Schreiben Sie das Interview mit der London-Korrespondentin Julie Kurz im Textabschnitt im Anschluss an seinen letzten Satz weiter.

◆ **TEXTABSCHNITT**:
----------------
"Was ist aus der weltoffenen Nation geworden?"
Harte Finanz- und Europapolitik, Regierungskrise in Irland, aber auch Hofknicks, royale Skandale, Fuchsjagd und Promigeschichten: Über all diese Themen und viele mehr berichten die Korrespondenten in Großbritannien. Julie Kurz ist seit 2015 Korrespondentin im ARD-Studio in London. Im Interview erzählt sie von Klischees, die keine sind, kulinarischen Genüssen wie grüner Soße und herrlichen Ausblicken.
Auf Twitter können Sie Julie Kurz folgen unter: @juliekurz.
Frau Kurz, was hat Sie bis jetzt in Ihrer Korrespondenten-Wahlheimat am meisten beeindruckt?
----------------
◆ **ROHDATEN**:
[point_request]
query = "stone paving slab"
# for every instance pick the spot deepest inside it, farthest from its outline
----------------
◆ **ALS ANTWORT**:
Julie Kurz: Mich beeindruckt wie höflich und freundlich die Londoner sind. Es wird nicht gedrängelt, nicht gemotzt und das, obwohl das Leben hier für viele hart ist: teure Mieten, lange Anfahrtswege, überfüllte U-Bahn. Da stimmt das Klischee vom höflichen Briten mit der Wirklichkeit eins zu eins überein. Was aber vor allem bemerkenswert ist, dass sich alle Neuankömmlinge, die von überall auf der Welt kommen, anpassen.
Was hat Sie am meisten schockiert?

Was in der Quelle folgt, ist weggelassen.